> **DESCRIPTION OF THE TASK**: Nothing may be dropped. Retype the whole listing exactly.
* * *
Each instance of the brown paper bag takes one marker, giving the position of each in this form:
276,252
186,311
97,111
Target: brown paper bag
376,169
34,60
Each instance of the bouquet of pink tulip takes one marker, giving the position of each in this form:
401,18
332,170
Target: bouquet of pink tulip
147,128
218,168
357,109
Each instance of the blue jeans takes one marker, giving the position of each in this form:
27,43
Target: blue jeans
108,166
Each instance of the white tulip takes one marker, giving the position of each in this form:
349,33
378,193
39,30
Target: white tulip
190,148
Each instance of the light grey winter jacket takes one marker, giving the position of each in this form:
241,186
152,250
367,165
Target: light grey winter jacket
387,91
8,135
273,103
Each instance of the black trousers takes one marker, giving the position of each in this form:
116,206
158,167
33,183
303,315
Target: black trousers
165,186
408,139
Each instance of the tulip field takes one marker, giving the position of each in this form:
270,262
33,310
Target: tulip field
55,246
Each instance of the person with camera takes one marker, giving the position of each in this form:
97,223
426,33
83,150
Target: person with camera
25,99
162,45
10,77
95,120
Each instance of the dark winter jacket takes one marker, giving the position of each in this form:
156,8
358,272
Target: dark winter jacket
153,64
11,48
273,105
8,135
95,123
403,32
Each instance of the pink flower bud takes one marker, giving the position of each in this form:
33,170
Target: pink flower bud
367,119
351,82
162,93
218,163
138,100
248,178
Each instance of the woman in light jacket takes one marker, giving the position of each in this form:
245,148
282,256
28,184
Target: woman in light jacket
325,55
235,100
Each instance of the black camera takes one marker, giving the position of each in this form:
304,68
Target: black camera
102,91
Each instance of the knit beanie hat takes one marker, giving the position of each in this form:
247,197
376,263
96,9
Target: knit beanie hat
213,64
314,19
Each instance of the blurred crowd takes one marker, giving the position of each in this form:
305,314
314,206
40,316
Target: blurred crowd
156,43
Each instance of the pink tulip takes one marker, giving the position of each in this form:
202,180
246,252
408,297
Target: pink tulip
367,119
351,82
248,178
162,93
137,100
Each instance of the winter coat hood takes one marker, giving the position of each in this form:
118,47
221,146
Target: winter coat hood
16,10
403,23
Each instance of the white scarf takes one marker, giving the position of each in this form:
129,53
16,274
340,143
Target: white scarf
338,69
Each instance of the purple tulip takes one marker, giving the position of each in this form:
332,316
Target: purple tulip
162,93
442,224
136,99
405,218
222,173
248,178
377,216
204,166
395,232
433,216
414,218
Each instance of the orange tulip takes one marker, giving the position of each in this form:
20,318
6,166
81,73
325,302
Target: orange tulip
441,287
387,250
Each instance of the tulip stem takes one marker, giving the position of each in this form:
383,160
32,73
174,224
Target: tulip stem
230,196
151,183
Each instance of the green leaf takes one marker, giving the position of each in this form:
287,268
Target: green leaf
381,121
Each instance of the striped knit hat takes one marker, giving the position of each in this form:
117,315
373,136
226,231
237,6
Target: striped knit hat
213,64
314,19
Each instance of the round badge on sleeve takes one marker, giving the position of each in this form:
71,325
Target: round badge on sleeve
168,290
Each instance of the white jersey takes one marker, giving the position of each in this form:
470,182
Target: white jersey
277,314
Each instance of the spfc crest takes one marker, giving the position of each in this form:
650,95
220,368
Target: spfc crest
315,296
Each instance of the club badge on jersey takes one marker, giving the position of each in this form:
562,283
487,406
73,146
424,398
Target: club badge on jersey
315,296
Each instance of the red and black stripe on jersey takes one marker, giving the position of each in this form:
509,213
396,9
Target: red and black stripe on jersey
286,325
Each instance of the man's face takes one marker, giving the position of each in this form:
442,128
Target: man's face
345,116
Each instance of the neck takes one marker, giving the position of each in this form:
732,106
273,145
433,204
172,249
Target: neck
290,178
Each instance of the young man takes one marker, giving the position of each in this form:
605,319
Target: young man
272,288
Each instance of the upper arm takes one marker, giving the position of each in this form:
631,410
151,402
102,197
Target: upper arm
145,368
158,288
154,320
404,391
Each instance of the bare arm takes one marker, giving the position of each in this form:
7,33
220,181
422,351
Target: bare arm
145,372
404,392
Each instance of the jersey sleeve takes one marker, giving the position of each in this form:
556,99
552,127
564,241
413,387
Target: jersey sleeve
* * *
> **SOLUTION FOR THIS PROBLEM**:
Each instance of the brown paper bag takes one marker, giving the position of each in this form:
276,252
186,311
97,111
Target: brown paper bag
376,169
34,60
Each instance of the bouquet of pink tulip takes one marker, giving the position of each in this form:
401,18
332,170
Target: bouquet of pink tulip
147,128
218,168
357,109
Each instance of the blue jeans takes one marker, giving the position of each in this form:
27,43
Target: blue jeans
108,166
Each instance of the white tulip takes one marker, giving the position of each in this form:
349,33
378,193
39,30
Target: white tulip
190,148
Each instance of the light grey winter jacket takes one marker, giving the position of each in this form:
241,186
152,250
367,165
Target: light grey winter jacket
387,91
8,135
273,103
Each instance of the black trousers takes one marker, giving the position of each in this form:
116,206
158,167
33,183
303,315
Target: black trousers
165,186
408,139
Each instance of the tulip field takes one marker, giving the position of each in this form:
270,262
33,310
Target: tulip field
55,246
Each instance of the person with camera takes one marker, giving the position of each in this form:
97,223
426,33
83,150
Target: person with camera
25,99
162,45
10,77
95,120
Each instance of the dark winter jacket takes one marker, giving the position of each in this form:
156,8
358,272
Target: dark winter jacket
153,64
11,48
273,105
8,135
95,123
403,32
Each instance of the pink flower bud takes one marker, giving the position of each in this form:
33,170
Target: pink flower bud
367,119
351,82
162,93
218,163
138,100
248,178
Each instance of the woman in light jacket takes one marker, giving the position of each in this form:
245,148
282,256
28,184
Target: woman in light jacket
325,55
235,100
Each instance of the black camera takes one marker, giving the position of each in this form:
304,68
Target: black camera
102,91
Each instance of the knit beanie hat takes one marker, giving the position of each in this form:
247,197
376,263
96,9
Target: knit beanie hat
213,64
314,19
Each instance of the blurred crowd takes one marker, giving the position of each in this form:
305,314
314,206
40,316
Target: blurred crowd
156,43
Each instance of the pink tulip takes one marker, giving the position of each in this form:
202,180
246,252
408,297
Target: pink tulip
367,119
351,82
248,178
162,93
137,100
Each instance of the winter coat hood takes one marker, giving the position of each in this form:
118,47
221,146
Target: winter coat hood
16,10
403,23
Each instance of the white scarf takes one marker, giving the position of each in this form:
129,53
16,274
340,143
Target: white scarf
338,69
Each instance of the purple tulip takes one marker, giving the position of each in this form:
332,316
Target: purple tulip
162,93
442,224
136,99
405,218
222,173
248,178
377,216
204,166
395,232
433,216
414,218
Each instance of the orange tulip takes one marker, giving the position of each in this form:
20,318
6,166
81,73
325,302
Target: orange tulip
441,287
387,250
Each instance of the tulip stem takes one marker, giving the position of each in this form:
383,160
32,73
174,224
Target: tulip stem
230,196
151,183
Each instance of the green leaf takes one marker, giving the position of each in this form:
287,268
Target: green leaf
381,121
Each instance of the striped knit hat takes one marker, giving the position of each in this form:
117,315
373,136
226,231
237,6
Target: striped knit hat
213,64
314,19
Each instance of the round badge on sleeve takes one marker, giving the position of each in this form:
71,325
Target: round badge on sleeve
168,290
Each instance of the white jersey takes one marker, giving the position of each in this form:
470,182
Target: white jersey
277,314
Each instance of the spfc crest takes one marker, giving the position of each in this form:
650,95
220,368
Target: spfc crest
315,296
Each instance of the club badge on jersey takes one marker, giving the position of each in this form:
562,283
487,406
73,146
424,398
Target: club badge on jersey
315,296
Each instance of the red and black stripe on jersey takes one marker, giving the position of each in this form:
509,213
396,9
Target: red and black stripe on jersey
286,325
Each instance of the man's face takes one marker, giving the position of each in this form:
442,128
Target: man's face
345,116
Each instance of the neck takes one marker, giving the position of each in this form:
732,106
273,145
433,204
172,249
Target: neck
290,178
Each instance of the young man takes one marker, giving the position of each in this form:
605,319
Target: young man
272,288
Each instance of the upper arm takes one marker, giving the position of each in this form:
631,410
151,402
102,197
Target: upper arm
145,368
158,288
154,320
404,391
Each instance of the bare arm takes one marker, giving the position of each in this form:
7,33
220,181
422,351
Target: bare arm
145,372
404,392
Each instance of the jersey sleeve takes one marker, giving the position of each in this form:
556,99
552,127
564,241
413,387
Target: jersey sleeve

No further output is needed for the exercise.